_EXCERPTED PASSAGE_
# Small scabby bumps



## nixietink (Apr 3, 2008)

I was scratching vito this morning when I noticed a bunch of small scabed bumps all along his back and neck. They don't seem to bother him and he's been treated for fleas. Any ideas?


----------



## PeanutsMom (Oct 14, 2007)

I should already know this but how old is Vito? Anytime I see small scabby bumps it grabs my attention and I remember poor pinky (Indy). He's probably too big of boy for strangles but if not, watch for swelling.


----------



## paula bedard (Feb 5, 2008)

Has he been scratching those areas? Ike had an ear infection and his earflap was scabby from his itching it. It could be fleas or allergies. My Vet is learning toward allergies being Ike's problem. It's ragweed season in the east right now.


----------



## Tahnee GR (Aug 26, 2006)

It can also be a reaction to whatever flea treatment was used, especially if the scabs are in a fairly straight line along his back and neck. I have seen that before with my neighbor's dogs.


----------



## nixietink (Apr 3, 2008)

Vito is almost 8 months old.

He can't reach some of them so I'm not sure its from scratching. There are probably ten or so from his lower back up to his neck. They are pretty gross..


----------



## paula bedard (Feb 5, 2008)

I hope it's just a minor reaction to the drops. Ike caused his scabs on his ears from rolling his head back and forth on the carpet to itch his ears. I've caught him itching his back by squirming on the carpet while on his back too. He's on benadryl to keep the itching to a minimum. He goes back to the Vet tomorrow for another ear check. Hope Vito's bumps aren't bothering him.


----------



## nixietink (Apr 3, 2008)

Tahnee GR said:


> It can also be a reaction to whatever flea treatment was used, especially if the scabs are in a fairly straight line along his back and neck. I have seen that before with my neighbor's dogs.


It was frontline plus. But he was treated on the first of September. There isn't a way he could react now right?


----------



## Tahnee GR (Aug 26, 2006)

If he has scabs now, it is possible that he had irritation, which turned into small sores, which then turned into scabs. If they didn't bother him, it is possible that you would not have noticed anything until the scabs appeared.

_SUPPLIED DATA_
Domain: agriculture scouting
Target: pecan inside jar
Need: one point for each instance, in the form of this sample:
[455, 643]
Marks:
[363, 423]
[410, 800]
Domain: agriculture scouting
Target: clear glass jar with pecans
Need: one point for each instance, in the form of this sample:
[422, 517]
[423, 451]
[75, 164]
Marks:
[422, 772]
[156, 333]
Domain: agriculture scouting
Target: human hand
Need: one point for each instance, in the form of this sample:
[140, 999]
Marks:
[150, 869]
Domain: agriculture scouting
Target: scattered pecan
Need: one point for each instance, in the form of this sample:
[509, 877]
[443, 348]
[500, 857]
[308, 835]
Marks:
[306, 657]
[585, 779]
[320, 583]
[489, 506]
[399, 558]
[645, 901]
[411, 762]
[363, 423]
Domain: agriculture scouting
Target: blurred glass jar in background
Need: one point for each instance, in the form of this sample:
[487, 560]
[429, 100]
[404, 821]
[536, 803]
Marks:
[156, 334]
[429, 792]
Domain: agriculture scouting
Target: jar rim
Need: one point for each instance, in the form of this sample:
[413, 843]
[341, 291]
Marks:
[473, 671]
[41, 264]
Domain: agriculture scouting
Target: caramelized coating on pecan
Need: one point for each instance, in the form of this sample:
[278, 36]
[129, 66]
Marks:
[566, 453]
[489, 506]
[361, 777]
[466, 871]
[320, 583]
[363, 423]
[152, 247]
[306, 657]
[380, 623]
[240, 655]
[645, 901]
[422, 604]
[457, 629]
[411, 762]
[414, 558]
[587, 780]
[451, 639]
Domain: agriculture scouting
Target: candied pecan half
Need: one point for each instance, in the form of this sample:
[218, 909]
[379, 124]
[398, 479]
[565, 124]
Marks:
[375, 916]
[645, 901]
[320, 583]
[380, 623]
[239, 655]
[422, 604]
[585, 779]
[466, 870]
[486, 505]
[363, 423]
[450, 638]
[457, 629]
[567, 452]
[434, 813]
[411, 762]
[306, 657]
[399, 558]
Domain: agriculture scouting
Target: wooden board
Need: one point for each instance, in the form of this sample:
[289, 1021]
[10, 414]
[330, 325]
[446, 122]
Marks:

_COMPLETE THE FOLLOWING_
1. Answer from the scabby-bumps thread:
(a) How old is Vito?
(b) What flea treatment was Vito given?
(c) What is Ike taking to keep his itching down?
2. Echo the scabby-bumps thread word for word, starting with "I should already" and going on through "watch for swelling.".
Use only the scabby-bumps thread, not the data.

_EXERCISE ANSWERS_
1.
(a) Almost 8 months old.
(b) Frontline Plus.
(c) Benadryl.

2.
I should already know this but how old is Vito? Anytime I see small scabby bumps it grabs my attention and I remember poor pinky (Indy). He's probably too big of boy for strangles but if not, watch for swelling.